(Source data)
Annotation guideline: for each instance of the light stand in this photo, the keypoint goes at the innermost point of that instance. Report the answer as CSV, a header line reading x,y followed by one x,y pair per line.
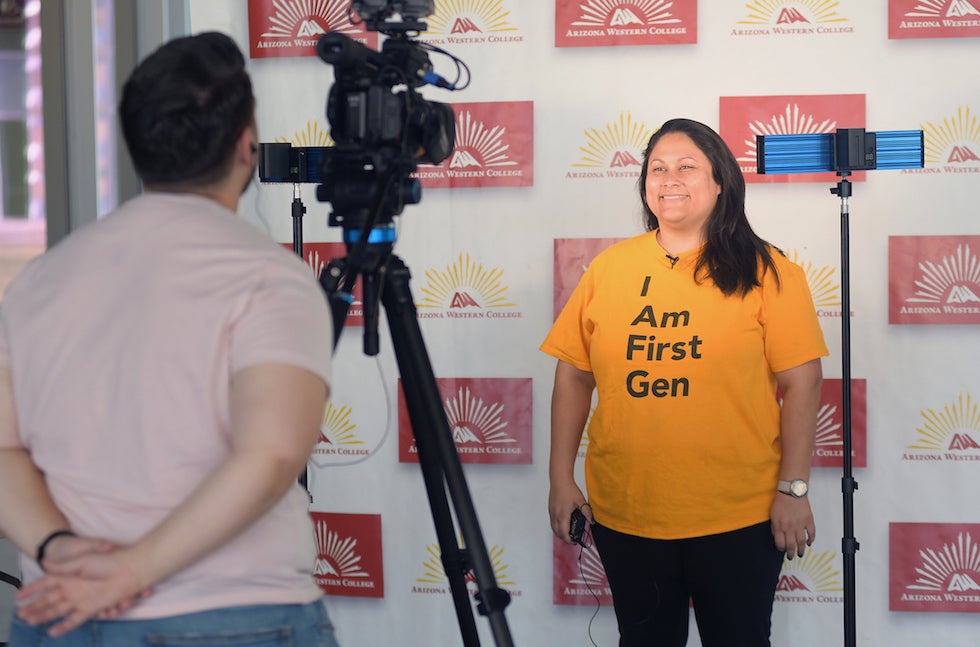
x,y
849,544
843,151
298,210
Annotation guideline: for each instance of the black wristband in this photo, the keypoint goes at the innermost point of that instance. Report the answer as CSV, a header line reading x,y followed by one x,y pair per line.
x,y
47,540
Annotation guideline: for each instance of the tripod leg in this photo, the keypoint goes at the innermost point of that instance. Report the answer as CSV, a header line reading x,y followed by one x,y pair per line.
x,y
440,463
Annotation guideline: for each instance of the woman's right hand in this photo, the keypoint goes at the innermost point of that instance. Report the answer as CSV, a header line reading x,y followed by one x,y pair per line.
x,y
562,500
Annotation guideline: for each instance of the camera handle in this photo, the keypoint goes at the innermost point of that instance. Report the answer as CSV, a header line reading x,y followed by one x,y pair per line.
x,y
849,544
385,274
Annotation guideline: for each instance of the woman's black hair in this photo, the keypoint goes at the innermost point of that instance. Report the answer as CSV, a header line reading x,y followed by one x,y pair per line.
x,y
732,251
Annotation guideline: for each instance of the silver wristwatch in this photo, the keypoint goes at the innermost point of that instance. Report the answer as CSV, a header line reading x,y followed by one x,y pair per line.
x,y
796,488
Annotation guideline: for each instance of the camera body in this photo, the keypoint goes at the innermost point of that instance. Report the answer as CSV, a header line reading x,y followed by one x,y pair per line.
x,y
382,127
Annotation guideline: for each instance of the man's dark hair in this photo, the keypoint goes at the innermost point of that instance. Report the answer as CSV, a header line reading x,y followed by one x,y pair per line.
x,y
732,251
184,107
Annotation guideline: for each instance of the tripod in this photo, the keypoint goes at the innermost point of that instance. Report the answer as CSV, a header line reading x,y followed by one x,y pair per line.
x,y
849,544
385,277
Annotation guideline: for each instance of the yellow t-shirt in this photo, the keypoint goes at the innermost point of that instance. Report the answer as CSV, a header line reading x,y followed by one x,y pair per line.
x,y
684,440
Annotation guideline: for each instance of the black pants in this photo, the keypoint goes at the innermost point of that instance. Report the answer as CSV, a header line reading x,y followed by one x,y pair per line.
x,y
730,578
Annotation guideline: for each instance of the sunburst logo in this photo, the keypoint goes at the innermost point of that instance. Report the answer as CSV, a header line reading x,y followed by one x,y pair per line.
x,y
625,22
494,147
579,577
615,150
953,568
312,135
474,421
950,433
348,560
465,290
953,144
336,556
489,419
292,27
618,14
828,428
953,281
793,120
811,578
470,21
745,119
828,448
934,567
478,145
796,17
434,579
933,279
824,289
337,428
943,9
933,18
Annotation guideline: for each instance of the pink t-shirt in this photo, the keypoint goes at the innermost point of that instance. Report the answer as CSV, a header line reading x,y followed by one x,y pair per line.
x,y
121,341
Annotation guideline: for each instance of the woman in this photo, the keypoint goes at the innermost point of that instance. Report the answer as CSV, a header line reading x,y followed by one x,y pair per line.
x,y
686,332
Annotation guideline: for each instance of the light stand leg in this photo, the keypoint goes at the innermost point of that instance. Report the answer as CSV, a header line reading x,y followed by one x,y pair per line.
x,y
849,544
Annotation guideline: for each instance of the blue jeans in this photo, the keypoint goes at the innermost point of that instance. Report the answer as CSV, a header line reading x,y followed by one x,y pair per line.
x,y
272,625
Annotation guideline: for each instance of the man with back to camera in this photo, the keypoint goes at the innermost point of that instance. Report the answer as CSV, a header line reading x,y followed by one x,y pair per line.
x,y
163,375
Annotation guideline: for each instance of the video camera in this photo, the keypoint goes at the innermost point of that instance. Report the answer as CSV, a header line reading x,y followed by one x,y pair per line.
x,y
381,133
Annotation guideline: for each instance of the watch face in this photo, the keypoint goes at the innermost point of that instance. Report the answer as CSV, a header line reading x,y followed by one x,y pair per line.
x,y
798,488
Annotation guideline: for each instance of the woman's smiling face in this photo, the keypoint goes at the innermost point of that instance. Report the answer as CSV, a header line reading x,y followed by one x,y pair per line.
x,y
680,185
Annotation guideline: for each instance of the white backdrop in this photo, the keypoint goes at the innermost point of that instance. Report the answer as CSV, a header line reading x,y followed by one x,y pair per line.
x,y
910,369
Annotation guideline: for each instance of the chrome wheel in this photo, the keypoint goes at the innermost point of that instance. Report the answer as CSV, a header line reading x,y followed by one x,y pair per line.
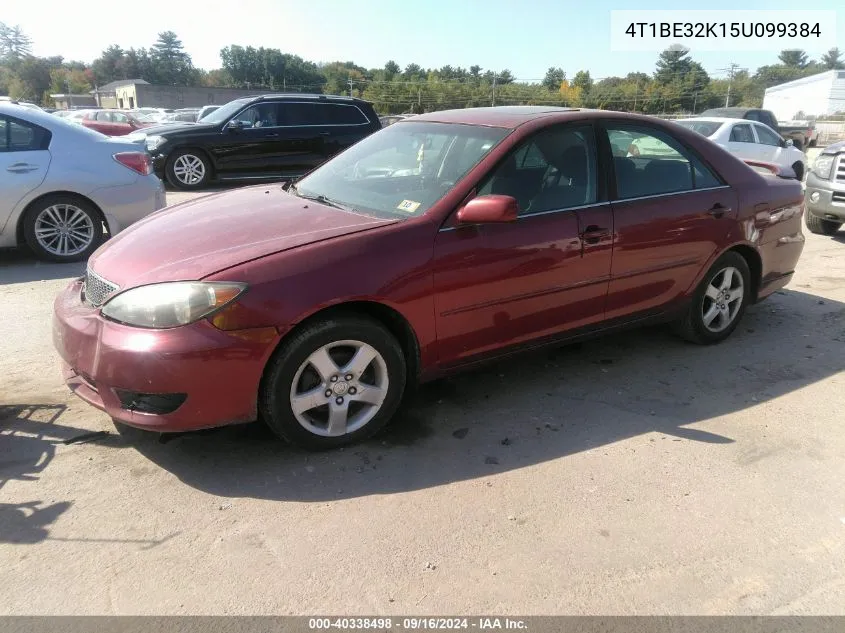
x,y
339,388
189,169
64,230
722,299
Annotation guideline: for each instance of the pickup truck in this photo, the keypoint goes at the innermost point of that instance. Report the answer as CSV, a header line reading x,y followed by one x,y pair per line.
x,y
799,132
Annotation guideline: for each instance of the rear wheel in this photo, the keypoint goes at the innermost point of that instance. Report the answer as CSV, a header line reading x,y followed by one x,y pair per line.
x,y
719,301
334,383
819,226
63,228
188,169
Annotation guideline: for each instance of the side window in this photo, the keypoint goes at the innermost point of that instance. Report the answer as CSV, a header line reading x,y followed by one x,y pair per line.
x,y
555,169
655,163
741,133
338,114
259,115
767,136
17,136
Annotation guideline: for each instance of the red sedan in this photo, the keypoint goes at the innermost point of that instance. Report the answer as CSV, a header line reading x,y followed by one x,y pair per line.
x,y
112,122
442,241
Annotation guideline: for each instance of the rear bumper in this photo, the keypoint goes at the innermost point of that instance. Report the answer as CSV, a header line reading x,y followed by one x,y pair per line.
x,y
217,372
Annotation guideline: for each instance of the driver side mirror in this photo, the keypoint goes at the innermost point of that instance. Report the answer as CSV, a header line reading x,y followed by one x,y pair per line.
x,y
492,209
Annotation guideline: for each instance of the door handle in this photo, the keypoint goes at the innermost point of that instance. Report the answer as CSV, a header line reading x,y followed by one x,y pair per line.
x,y
593,234
718,210
21,168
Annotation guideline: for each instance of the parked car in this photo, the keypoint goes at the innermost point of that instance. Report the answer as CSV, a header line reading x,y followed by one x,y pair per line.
x,y
426,248
266,137
63,184
205,110
825,191
766,117
750,140
111,122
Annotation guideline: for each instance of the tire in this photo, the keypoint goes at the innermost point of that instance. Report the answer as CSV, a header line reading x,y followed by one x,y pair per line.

• Exercise prompt:
Although the records contain pictures, only their text should be repeated, exactly as it appears.

• Your solution:
Annotation guideline: for each instance of the light stand in this photo, the keypoint goes at the innermost point of that instance. Report the answer as CSV, a header line reading x,y followed by one x,y pair per line.
x,y
849,544
843,151
298,210
Annotation guideline: for each instance of the black wristband in this photo, the keypoint goes at the innermost point of that instance. Report the answer as CSV, a header line reading x,y followed by one x,y pair per line.
x,y
47,540
Annotation guideline: for each instance of the tripod leg in this photo, the keypoint goes at the innermost point of that instance. Report the answer as CSV, a header line reading x,y followed by one x,y pair per line.
x,y
440,463
Annotation guideline: for each instance of the woman's right hand in this photo, the keypoint goes at the innermost point of that instance. Report the answer as CSV, a header line reading x,y followed by one x,y pair per line.
x,y
562,500
Annotation guideline: for each instance of the camera handle in this photo, the keypoint goes at the innermost point of that instance. Report the answer as CSV, a header line reading x,y followed by one x,y pair per line.
x,y
849,544
385,274
Annotation guideline: for each instance of the woman's black hair in this photo, the keypoint goes at the innermost point of that instance. Report the answer as CSV, a header line reading x,y followed by one x,y pair per line.
x,y
732,251
Annotation guideline: for each instance of the silver wristwatch in this photo, the keypoint goes at the innermost point of that instance. Report the answer as CSV, a header line reading x,y followed by one x,y pair per line.
x,y
796,488
Annotation guideline: for each instance of the camera body in this photo, the keypoint goes at the innermost point of that instance. Report the answer as CSV, a header line reading x,y followed by one x,y pair per line.
x,y
382,127
Annotation guideline: for each instance of the man's dark hair in this photo, the keypoint goes at the innermost point of that instance. Report the answer as CSV, a header line reading x,y followed by one x,y pair per line.
x,y
732,251
184,107
Annotation guideline: for each instance of the tripod in this photo, the keypoint goes at the innermost point of that instance. Report the answer as CSV, a header line reading x,y followed by one x,y pair per line.
x,y
849,544
385,277
Annotation guideline: for each instance of the yellow t-shirt in this photo, the keypoint goes at the innermost point of that instance. Report the answer as CSV, a header line reading x,y followed by one x,y pair per line.
x,y
684,440
Annotation guideline: for each instance of the black pants in this photo, the keypoint goes at the innermost point of that instance. Report the answer as CSV, a header line reading x,y followed by one x,y pair per line.
x,y
730,578
Annotation guideline: for each instance of the sunburst logo in this photo, the keypoint goes at the innermost point of that instance. Report the answer as CSV, a header line reading x,y followed by one x,y pair per line.
x,y
625,22
494,147
579,577
615,150
953,568
312,135
474,421
950,433
348,560
465,290
953,144
336,556
489,419
292,27
618,14
828,428
953,281
793,120
811,578
470,21
745,119
828,448
934,567
478,145
796,17
434,579
933,279
824,289
337,428
943,9
933,18
Annotation guideline: for each instance of the pink t-shirt in this photo, the keypoint goes at the innermost point of that instance. Report the answer as CSV, a header line reading x,y followed by one x,y pair per line.
x,y
121,341
Annotation guideline: for each instance of the woman in this photo, the keypoint goes at the innermost point of that instance. Report the answer as CSV, a header line reading x,y followed by one x,y pair per line.
x,y
686,332
Annotation guideline: for each instance of the light stand leg in this photo, the keypoint goes at the innermost point of that instance. Report the answer as CSV, a header line reading x,y followed by one x,y pair per line.
x,y
849,544
Annotation guideline: for each instance of the blue jeans in this photo, the keypoint goes at the innermost point of that instance. Report the answer as CSV, a header line reading x,y followed by one x,y pair per line.
x,y
272,625
Annotation guideline: for each instance of the man with back to camera in this photo, the keypoint goes at the innermost point of that instance. Report the answer as CSV, a header line reading x,y followed by one x,y pair per line.
x,y
163,375
Annotation guideline: for each instance of the video camera in this photo, the keypoint goes at the innermost point of that instance. Report the answer as CSV, a header line reading x,y followed by one x,y pair per line.
x,y
381,133
Annotation guideline: for each instance of the watch face in this photo, the keypoint goes at the innermost point of that instance. Report the answer as CSV, a header line reading x,y followed by one x,y pair per line.
x,y
798,488
Annotation guideline: for each instance of the woman's smiling face in this photo, the keypoint goes at the innermost point of that instance. Report the answer as CSV, a header line reading x,y followed by one x,y pair per line.
x,y
680,185
Annotation guideline: for each instance of the white backdrop in this photo, the keypoint goes at the innermost point of that instance. Report the answer as CSV, a header line reading x,y followed by one x,y pair per line.
x,y
910,369
Annotation guideline: for each instance of the chrome wheel in this photo, the keypoint goes at the innermost point of that instance. Report the answer as CSV, a header line reading x,y followed by one x,y pair per line.
x,y
339,388
189,169
64,230
722,299
Annotation guideline: for each instance of the pickup truck in this photo, the keypoint goes at the innermost point of that instance. Report the answer as CSV, a header line reading x,y followed by one x,y pair per line.
x,y
799,132
Annotation guideline: for each instance of the rear wheel in this photo, the keypoint goes at the innermost point of that instance. Report the answer as CSV, a header line reading x,y followed by one x,y pair per line.
x,y
719,301
334,383
819,226
63,228
188,169
Annotation guideline: for each instance of the side window in this photo, the keypoint goes at the innermost point of that instance. Report the answer as CSV, a header line reading x,y followed by one x,y pair per line.
x,y
555,169
655,163
741,133
338,114
259,115
767,136
17,136
Annotation guideline: for each instance of the red sedan in this photo, the keypoint goes at the innermost point of that instance. Report the answer as CSV, a header line reading x,y followed by one x,y pair per line.
x,y
112,122
442,241
Annotation guideline: for each instance of the rear bumper in this photo, the keypoint goes at the innermost point of that instance. Report the answer as CSV, a header line reading x,y followed by one x,y pair per line.
x,y
217,372
Annotation guideline: for each instance of the driver side mirror in this photo, the keypoint goes at the innermost point of that instance. Report the answer as CSV, a header line reading x,y followed by one x,y pair per line.
x,y
492,209
Annotation guideline: for each instance of the door handle in this photo, the keypoint goes at the innermost point of that instance. Report the answer as CSV, a header line reading x,y followed by one x,y pair per line.
x,y
593,234
718,210
21,168
Annotation guideline: for each instance of the parked car in this photo, the keypoint goes at the innermost point of that instance. Report the answer as CSV, a header line reading x,y followed by one x,y pair per line.
x,y
426,248
266,137
63,184
205,110
825,191
766,117
750,140
111,122
Annotation guideline: for each instance of the tire in this photo, the keypoint goes at the innermost point of that instance. Report the answer as CSV, a header line reading x,y followed by one x,y pair per line.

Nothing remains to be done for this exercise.